== Задание ==
Выпишите из отрывка воспоминаний всё, от слов «Оканчивая эти воспоминания, я» и до слов «своего отечества <…>.» включительно.

== Выбранный отрывок ==
Нельзя, впрочем, сказать, чтобы начальство не сознавало необходимости не давать уснуть совершенно всякой умственной деятельности, и поэтому, не помню, как в других округах, но в нашем одно время издавался «Семидневный листок», что-то вроде еженедельной газеты[321]. Заключал в себе этот листок сочинения некоторых офицеров (из семинаристов) на заданные темы. Темы задавались ценсором на какие-нибудь предметы из обыденной жизни. Вот случай, который может дать читателю хотя небольшое понятие о том, что такое была эта газета. Ценсор (в то время был один штаб-офицер, едва умевший подписывать свое имя и выбранный в ценсоры за отличное знание фронтовой службы) задал однажды тему: каким образом вывести в некоторых каменных зданиях сверчков, которые сильно беспокоили жившее там начальство? Кто-то из офицеров-редакторов, не находя никаких других средств, предложил одно, весьма радикальное, — срыть эти здания. Редактор сильно поплатился за то, а ценсору предложили в чистую. Вообще же говоря, газета эта служила чем-то вроде детских упражнений по части грамматики. <…>

Оканчивая эти воспоминания, я остановлюсь на том, чтобы сказать несколько слов о тех отношениях, в каких стоял Аракчеев к поселянам как начальник. Принадлежа к числу тех личностей, которые вместе с необычайною строгостию соединяют в себе в то же время и какую-то заботливость о подчиненных, он не держал себя относительно солдат на недосягаемой высоте. В закаленном дисциплиною и строгостию солдате он видел идеал: только в человеке, прошедшем по такому пути, можно было, как казалось ему, по-видимому, искать закон верного и честного защитника своего отечества <…>.

Записи с данными

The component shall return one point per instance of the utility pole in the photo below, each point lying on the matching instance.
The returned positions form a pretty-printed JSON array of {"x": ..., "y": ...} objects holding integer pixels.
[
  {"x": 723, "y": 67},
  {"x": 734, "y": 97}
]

== Ответ ==
Оканчивая эти воспоминания, я остановлюсь на том, чтобы сказать несколько слов о тех отношениях, в каких стоял Аракчеев к поселянам как начальник. Принадлежа к числу тех личностей, которые вместе с необычайною строгостию соединяют в себе в то же время и какую-то заботливость о подчиненных, он не держал себя относительно солдат на недосягаемой высоте. В закаленном дисциплиною и строгостию солдате он видел идеал: только в человеке, прошедшем по такому пути, можно было, как казалось ему, по-видимому, искать закон верного и честного защитника своего отечества <…>.